Task details: Repeat all the records, precisely as given.

Supplied data:
☆ ☆ ☆
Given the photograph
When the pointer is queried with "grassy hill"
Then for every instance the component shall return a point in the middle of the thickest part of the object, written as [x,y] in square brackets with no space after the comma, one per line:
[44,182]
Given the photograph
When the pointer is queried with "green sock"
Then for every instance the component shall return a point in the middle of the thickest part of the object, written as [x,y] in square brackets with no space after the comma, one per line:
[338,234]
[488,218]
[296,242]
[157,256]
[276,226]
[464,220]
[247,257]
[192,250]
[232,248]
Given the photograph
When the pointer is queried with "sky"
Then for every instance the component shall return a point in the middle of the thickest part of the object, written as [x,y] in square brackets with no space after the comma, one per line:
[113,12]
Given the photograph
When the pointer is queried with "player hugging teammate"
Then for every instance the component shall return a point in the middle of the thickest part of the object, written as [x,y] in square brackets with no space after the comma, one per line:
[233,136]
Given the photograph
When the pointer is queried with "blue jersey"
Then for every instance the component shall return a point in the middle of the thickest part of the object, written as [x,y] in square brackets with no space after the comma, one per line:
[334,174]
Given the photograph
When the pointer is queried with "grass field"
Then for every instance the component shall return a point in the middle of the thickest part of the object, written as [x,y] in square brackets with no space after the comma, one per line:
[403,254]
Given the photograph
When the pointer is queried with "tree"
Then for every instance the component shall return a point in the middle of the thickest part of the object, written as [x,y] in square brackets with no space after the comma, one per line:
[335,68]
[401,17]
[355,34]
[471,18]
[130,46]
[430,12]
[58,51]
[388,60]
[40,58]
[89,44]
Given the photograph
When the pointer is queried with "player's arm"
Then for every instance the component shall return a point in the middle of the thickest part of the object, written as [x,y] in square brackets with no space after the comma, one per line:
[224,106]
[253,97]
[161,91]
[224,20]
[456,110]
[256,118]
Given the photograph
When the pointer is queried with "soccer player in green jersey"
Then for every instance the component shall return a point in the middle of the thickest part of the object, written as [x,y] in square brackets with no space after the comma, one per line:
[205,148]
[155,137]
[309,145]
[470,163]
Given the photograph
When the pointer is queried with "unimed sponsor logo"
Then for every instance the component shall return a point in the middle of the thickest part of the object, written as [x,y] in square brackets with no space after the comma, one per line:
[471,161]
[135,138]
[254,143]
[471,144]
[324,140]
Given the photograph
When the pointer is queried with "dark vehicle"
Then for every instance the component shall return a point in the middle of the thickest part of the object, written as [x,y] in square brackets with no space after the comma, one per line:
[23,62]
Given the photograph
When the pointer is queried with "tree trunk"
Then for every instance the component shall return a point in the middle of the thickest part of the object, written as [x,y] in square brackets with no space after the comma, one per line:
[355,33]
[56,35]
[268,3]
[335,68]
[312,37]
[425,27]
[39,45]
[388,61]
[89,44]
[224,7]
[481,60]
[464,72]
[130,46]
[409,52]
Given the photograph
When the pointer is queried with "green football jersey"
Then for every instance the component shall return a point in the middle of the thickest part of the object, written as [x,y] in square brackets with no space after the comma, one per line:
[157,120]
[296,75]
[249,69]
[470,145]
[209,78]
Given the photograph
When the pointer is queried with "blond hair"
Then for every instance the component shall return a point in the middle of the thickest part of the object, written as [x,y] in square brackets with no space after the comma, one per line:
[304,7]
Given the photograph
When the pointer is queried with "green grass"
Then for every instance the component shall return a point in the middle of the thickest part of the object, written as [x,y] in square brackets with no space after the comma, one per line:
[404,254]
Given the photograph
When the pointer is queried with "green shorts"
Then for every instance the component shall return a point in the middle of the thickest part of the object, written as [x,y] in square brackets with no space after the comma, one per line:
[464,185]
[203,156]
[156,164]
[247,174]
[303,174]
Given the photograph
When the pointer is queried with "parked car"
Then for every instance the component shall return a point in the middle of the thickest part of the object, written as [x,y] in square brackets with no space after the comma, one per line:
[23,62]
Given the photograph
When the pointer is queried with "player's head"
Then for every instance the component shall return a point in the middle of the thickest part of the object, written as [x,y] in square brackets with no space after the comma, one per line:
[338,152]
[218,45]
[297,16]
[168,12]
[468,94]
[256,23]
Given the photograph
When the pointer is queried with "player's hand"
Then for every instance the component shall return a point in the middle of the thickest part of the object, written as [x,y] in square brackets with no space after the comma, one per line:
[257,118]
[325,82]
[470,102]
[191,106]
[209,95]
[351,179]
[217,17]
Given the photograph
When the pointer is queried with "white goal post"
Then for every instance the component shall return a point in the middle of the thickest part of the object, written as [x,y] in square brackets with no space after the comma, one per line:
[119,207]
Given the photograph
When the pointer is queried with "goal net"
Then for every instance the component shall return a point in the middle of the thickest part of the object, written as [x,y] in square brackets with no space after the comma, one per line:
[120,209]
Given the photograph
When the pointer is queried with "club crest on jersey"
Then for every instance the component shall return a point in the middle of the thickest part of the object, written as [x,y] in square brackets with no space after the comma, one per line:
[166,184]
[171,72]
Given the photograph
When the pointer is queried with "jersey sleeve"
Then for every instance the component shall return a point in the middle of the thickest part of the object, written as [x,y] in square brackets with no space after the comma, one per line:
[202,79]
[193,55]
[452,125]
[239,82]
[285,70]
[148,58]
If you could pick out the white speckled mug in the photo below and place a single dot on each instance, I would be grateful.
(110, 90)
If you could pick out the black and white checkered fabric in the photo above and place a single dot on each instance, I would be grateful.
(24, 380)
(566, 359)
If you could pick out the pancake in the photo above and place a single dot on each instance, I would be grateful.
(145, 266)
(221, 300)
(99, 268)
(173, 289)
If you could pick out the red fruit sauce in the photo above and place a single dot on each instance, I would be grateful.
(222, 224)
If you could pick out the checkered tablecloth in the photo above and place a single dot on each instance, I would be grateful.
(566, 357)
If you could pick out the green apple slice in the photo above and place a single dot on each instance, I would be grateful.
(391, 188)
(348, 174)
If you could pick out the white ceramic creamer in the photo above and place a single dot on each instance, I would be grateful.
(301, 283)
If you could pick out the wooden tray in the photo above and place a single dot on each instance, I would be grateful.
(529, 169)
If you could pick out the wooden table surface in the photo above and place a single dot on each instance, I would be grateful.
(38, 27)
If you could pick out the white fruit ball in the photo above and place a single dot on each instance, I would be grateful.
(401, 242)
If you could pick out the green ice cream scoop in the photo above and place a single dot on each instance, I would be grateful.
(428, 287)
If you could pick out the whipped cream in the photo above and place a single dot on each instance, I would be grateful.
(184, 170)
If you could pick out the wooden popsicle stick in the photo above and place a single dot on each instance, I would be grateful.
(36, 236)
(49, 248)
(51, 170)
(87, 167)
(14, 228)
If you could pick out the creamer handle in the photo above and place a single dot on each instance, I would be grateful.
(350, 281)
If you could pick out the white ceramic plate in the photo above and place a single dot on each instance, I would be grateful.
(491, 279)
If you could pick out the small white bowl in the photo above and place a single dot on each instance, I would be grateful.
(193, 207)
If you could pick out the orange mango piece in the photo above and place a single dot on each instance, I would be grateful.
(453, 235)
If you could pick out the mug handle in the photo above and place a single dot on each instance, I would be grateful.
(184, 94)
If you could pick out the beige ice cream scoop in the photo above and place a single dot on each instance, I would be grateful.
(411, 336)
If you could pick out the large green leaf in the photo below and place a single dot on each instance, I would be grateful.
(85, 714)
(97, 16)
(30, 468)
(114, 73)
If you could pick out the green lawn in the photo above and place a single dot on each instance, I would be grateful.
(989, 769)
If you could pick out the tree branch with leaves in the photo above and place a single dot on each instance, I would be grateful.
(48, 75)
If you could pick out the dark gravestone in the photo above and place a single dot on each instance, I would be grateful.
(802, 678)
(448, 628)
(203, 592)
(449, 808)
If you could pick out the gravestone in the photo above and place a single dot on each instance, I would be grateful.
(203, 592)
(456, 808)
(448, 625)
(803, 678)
☆ ☆ ☆
Response to this exercise:
Given the photograph
When the pointer is queried with "grassy hill"
Then for every instance the component shall return a point in the middle of the thickest part of the object, written as [x,y] in square brackets with no space after the comma, one per line:
[44,182]
Given the photograph
When the pointer is queried with "green sock"
Then for every instance the component shall return a point in the middle of the thickest part of the object, written as [x,y] in square brackets with no space after the comma, one per line:
[338,234]
[488,218]
[296,242]
[157,256]
[276,226]
[464,220]
[247,257]
[192,250]
[232,248]
Given the photograph
When the pointer is queried with "sky"
Then for every instance the component shall return a point in the middle of the thickest part of the object, written as [x,y] in square brackets with no space after the comma, one per line:
[113,12]
Given the photograph
When the pointer is queried with "player hugging teammate"
Then for every instance the component shall return a point in the middle of the thickest part of the object, written as [x,y] in square brackets with no space after the comma, one per line:
[233,136]
Given the photograph
When the pointer is queried with "blue jersey"
Then for every instance the component shall return a point in the middle of the thickest part of the object, written as [x,y] in square brackets with no space after the comma, one per line:
[334,174]
Given the photograph
When the pointer is queried with "grass field"
Then for every instance the component shall return a point in the middle of the thickest part of the object, written as [x,y] in square brackets with no space after the comma, one per line:
[403,254]
Given the photograph
When the pointer is queried with "tree"
Then for every instance the component shall return a point in the middle of the thickest part of the object, written as [x,y] in square brackets with no space after the comma, one per line:
[335,68]
[401,17]
[355,34]
[471,18]
[130,46]
[430,12]
[58,51]
[388,60]
[40,58]
[89,44]
Given the photograph
When the pointer is queried with "player's arm"
Then for every instance the component shall return a point in the middle of the thickest part of the object, written as [x,y] in square brackets with no space after the comma, one per line:
[224,106]
[253,97]
[161,91]
[224,20]
[456,110]
[256,118]
Given the photograph
When the pointer is queried with "soccer player in green jersey"
Then for every instance the component shall return a point in the middle of the thickest part of the object, written as [x,y] in square brackets with no space after the comma, one per line:
[205,148]
[155,137]
[309,145]
[470,163]
Given the photograph
When the pointer is queried with "unimed sponsor logo"
Then for every instance the component shall return a point in the middle of the thickest part of the object, written as [x,y] in square brackets with no space after the comma, one per line:
[471,161]
[135,138]
[254,143]
[471,144]
[324,140]
Given the photograph
When the pointer is queried with "dark vehicle"
Then for every instance the component shall return a point in the middle of the thickest part of the object, written as [x,y] in square brackets with no space after the comma, one per line:
[23,62]
Given the photograph
When the pointer is queried with "tree trunk"
Then for every instance the component shall return a point in the middle of the thickest part of the object, written as [x,y] in square brackets with no space after the comma, one per line:
[355,33]
[56,35]
[268,3]
[335,68]
[312,37]
[425,27]
[39,45]
[388,61]
[89,44]
[224,7]
[481,60]
[464,72]
[130,46]
[409,52]
Given the photograph
When the pointer is queried with "green football jersey"
Then for every instance the component shall return a point in the middle of the thickest part of the object, written as [x,y] in square brackets with no space after the comma, one per line:
[157,120]
[296,75]
[249,69]
[470,145]
[209,78]
Given the photograph
When the pointer is queried with "blond hair"
Then for every instance the component shall return a point in the middle of the thickest part of the object, written as [x,y] in square brackets with no space after the comma, one per line:
[304,7]
Given the photograph
When the pointer is queried with "green grass"
Then for every instance the component shall return a point in the middle of the thickest part of the object, written as [x,y] in square brackets with no space after the comma, one per line:
[404,254]
Given the photograph
When the pointer is queried with "green shorts"
Then for every instance the component shall return a point in the middle of the thickest part of the object, written as [x,y] in square brackets with no space after the comma, one per line:
[464,185]
[203,156]
[156,164]
[247,174]
[303,174]
Given the photograph
When the pointer is queried with "parked car"
Then for every instance the component shall return a point in the middle of the thickest part of the object, written as [x,y] in square brackets with no space after the comma, one per line:
[23,62]
Given the photograph
When the pointer is queried with "player's head"
Then for every instance the component shall return a point in the middle of the thickest part of the object, written as [x,y] in square brackets with no space after the comma, one per line:
[338,152]
[218,45]
[297,16]
[168,12]
[468,94]
[256,23]
Given the photograph
When the pointer is queried with "player's hand"
Then for every instance the component shall return a point in the middle of the thickest part of the object, written as [x,y] in square brackets with no space after the comma, one per line:
[257,118]
[325,82]
[470,102]
[191,106]
[209,95]
[351,179]
[217,17]
Given the photograph
When the pointer is queried with "white goal post"
Then for every instance the component shall return a point in the middle of the thickest part of the object, written as [x,y] in square brackets with no space after the comma, one per line:
[119,207]
Given the photograph
When the pointer is queried with "goal net"
Then for every instance the component shall return a point in the middle of the thickest part of the object, written as [x,y] in square brackets with no space after the comma, one per line:
[120,209]
Given the photograph
When the pointer is queried with "club crest on jersey"
Then for every instance the component shall return a point in the middle of the thickest part of the object, written as [x,y] in square brackets with no space after the comma, one per line:
[166,184]
[171,72]
Given the photograph
When the pointer is queried with "jersey sleeve"
Then for every instance the component shall return a point in the middle of the thickest part of the object, written as [x,y] in square brackets with no space after the comma, one per line:
[202,79]
[193,55]
[452,125]
[239,82]
[285,70]
[148,58]
If you could pick out the white speckled mug in the photo below and place a single dot on each instance, I would be grateful.
(110, 90)
If you could pick out the black and white checkered fabric in the photo above and place a single dot on each instance, I would be grateful.
(24, 380)
(566, 359)
If you could pick out the pancake in the photo above and place a single dot on each instance, I would be grateful.
(145, 266)
(221, 300)
(99, 268)
(173, 289)
If you could pick out the red fruit sauce in the photo above and place a single dot on each instance, I would be grateful.
(222, 224)
If you could pick out the checkered tablecloth in the photo above and place a single dot on each instance, I would be grateful.
(566, 357)
If you could pick out the green apple slice in the photo above and place a single dot on each instance, I would be grateful.
(391, 188)
(348, 174)
If you could pick out the white ceramic creamer in the photo above and place a single dot on each instance, I would be grateful.
(301, 283)
If you could pick out the wooden tray in the photo above and place a single dot on each instance, I would be grateful.
(529, 169)
If you could pick out the wooden table surface in the photo above and place a single dot on each instance, I would be grateful.
(38, 27)
If you could pick out the white fruit ball in the photo above and place a single dot on each instance, I would be grateful.
(401, 242)
If you could pick out the green ice cream scoop in the photo above and place a single dot on each instance, I would be grateful.
(428, 287)
If you could pick out the whipped cream in the photo above and place a single dot on each instance, I would be grateful.
(184, 170)
If you could pick out the wooden popsicle stick in the photo above and place a single dot on each instance, I would be grateful.
(36, 236)
(49, 248)
(51, 170)
(87, 167)
(14, 228)
If you could pick out the creamer handle in the photo above and place a single dot on each instance, I would be grateful.
(350, 281)
If you could pick out the white ceramic plate in the photo above and place a single dot on each instance, I would be grateful.
(491, 279)
If you could pick out the small white bowl in the photo above and place a single dot on each instance, I would be grateful.
(193, 207)
If you could pick out the orange mango piece in the photo above and place a single dot on each instance, I would be grateful.
(453, 235)
If you could pick out the mug handle in the photo above and place a single dot on each instance, I would be grateful.
(184, 94)
If you could pick out the beige ice cream scoop in the photo above and place a single dot on each instance, I would be grateful.
(411, 336)
If you could pick out the large green leaf in the photo below and place a single dot on each instance, I would be grateful.
(85, 714)
(97, 16)
(30, 468)
(114, 73)
If you could pick out the green lawn in the photo above and place a single dot on each instance, I would be grateful.
(989, 769)
If you could pick out the tree branch with leaves in the photo above and place a single dot on each instance, I would be grateful.
(48, 75)
If you could pick out the dark gravestone in the photo above and place a single dot on each instance, I would be grateful.
(802, 678)
(448, 628)
(203, 592)
(449, 808)
If you could pick out the gravestone in the photo above and place a single dot on each instance, I would be grateful.
(203, 592)
(456, 808)
(448, 625)
(803, 678)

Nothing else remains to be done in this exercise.